→ Фрагмент текста:
□ □ □ □

Постмодернистское, игровое прочтение темы Второй мировой войны было очень неоднозначно встречено общественностью, при том что резонанс от «Благоволительниц» был весьма значительный — роман получил Гонкуровскую премию, на вручение которой автор не явился, как он объяснил, «из скромности». Часть рецензентов поддалась соблазну не разделять автора и героя, поэтому аргументы Ауэ были приняты за прямую речь Литтелла. Даже сам факт, что к Катастрофе можно отнестись как к поводу для интеллектуальной игры, вызывает отторжение и возмущение. Так, например, отреагировала на «Благоволительниц» литературный обозреватель The New York Times Мичико Какутани:
На протяжении многих страниц главный герой и рассказчик Макс Ауэ занимается рационализацией нацистского антисемитизма. На протяжении многих страниц (других) он описывает трупы, увиденные им на Восточном фронте, а затем в Аушвице, где он служил кем-то вроде эффективного менеджера, который беспокоится о том, что печи перегружены, а базовое правило складской логистики «первым пришел — первым ушел» не соблюдается.//
Однако в данном случае игровые приемы — средство разделения гуманиста-автора и нациста-героя. Требование говорить о Холокосте непременно и только с одним выражением само по себе тоталитарно; ирония Литтелла здесь работает в том же направлении, что и целый пласт особого черного юмора узников концлагерей. «Китч в романе — интегральная часть морализаторства», по мнению критика The New York Review of Books Дэниэла Мендельсона, и оружие, которым сражается автор «Благоволительниц».

□ □ □ □

→ Строки данных:
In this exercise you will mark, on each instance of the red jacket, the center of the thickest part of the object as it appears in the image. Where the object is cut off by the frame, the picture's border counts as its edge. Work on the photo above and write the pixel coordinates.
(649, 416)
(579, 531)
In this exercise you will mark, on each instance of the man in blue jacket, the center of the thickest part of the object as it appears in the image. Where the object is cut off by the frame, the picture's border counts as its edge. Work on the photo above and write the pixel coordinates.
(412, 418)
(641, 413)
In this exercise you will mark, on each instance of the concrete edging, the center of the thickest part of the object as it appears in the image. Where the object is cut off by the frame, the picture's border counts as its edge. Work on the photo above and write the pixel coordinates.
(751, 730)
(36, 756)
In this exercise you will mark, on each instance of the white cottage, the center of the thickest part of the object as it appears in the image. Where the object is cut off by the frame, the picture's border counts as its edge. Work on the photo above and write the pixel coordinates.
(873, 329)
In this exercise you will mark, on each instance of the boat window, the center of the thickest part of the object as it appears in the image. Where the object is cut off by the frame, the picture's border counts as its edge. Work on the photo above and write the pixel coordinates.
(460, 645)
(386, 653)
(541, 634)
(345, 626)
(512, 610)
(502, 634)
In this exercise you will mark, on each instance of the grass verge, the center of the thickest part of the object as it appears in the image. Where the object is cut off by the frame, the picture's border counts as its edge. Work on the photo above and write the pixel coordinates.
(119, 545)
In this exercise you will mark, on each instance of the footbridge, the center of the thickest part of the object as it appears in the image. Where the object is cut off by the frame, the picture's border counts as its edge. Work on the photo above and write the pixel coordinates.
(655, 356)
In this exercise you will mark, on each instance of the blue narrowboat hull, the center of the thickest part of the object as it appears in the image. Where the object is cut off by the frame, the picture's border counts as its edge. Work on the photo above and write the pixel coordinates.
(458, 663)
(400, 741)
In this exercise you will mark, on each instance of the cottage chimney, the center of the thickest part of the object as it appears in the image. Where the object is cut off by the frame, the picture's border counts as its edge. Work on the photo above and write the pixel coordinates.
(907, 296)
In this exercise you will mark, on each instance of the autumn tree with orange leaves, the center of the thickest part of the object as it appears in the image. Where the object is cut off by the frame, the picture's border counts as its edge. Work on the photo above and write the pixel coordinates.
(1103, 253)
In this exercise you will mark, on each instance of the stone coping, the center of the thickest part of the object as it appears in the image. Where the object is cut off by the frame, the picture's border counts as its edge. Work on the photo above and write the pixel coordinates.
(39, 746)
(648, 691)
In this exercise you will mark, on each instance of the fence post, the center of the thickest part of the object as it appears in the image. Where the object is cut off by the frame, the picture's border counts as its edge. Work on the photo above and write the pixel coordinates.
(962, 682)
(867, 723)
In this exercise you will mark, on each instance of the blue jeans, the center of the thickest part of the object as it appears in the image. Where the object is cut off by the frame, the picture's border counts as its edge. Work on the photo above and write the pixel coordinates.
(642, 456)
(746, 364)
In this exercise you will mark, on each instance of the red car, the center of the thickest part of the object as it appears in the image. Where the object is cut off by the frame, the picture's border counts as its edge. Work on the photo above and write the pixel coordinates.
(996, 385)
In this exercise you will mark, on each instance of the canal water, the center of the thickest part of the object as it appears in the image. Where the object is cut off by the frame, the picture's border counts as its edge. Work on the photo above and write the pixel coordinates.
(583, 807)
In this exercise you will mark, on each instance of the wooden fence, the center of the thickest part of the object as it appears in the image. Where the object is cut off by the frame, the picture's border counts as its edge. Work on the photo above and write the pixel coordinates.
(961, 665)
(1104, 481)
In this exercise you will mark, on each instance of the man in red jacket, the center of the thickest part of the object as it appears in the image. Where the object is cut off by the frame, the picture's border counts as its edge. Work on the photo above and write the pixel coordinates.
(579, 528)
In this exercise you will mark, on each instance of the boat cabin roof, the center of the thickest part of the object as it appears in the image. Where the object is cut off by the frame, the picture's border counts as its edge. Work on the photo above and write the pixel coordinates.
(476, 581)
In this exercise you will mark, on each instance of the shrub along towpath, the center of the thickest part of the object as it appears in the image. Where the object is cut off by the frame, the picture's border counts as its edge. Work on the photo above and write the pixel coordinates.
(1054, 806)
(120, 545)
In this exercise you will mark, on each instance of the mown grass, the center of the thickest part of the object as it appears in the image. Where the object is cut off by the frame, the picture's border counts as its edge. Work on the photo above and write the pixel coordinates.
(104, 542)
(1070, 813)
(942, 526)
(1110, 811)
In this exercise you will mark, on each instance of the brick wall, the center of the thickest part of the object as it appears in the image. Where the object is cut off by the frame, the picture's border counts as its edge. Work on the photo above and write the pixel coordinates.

□ □ □ □

Как, согласно фрагменту о восприятии романа «Благоволительницы», автор объяснил свою неявку на вручение Гонкуровской премии?

→ Письменный ответ:
Он объяснил, что не явился «из скромности».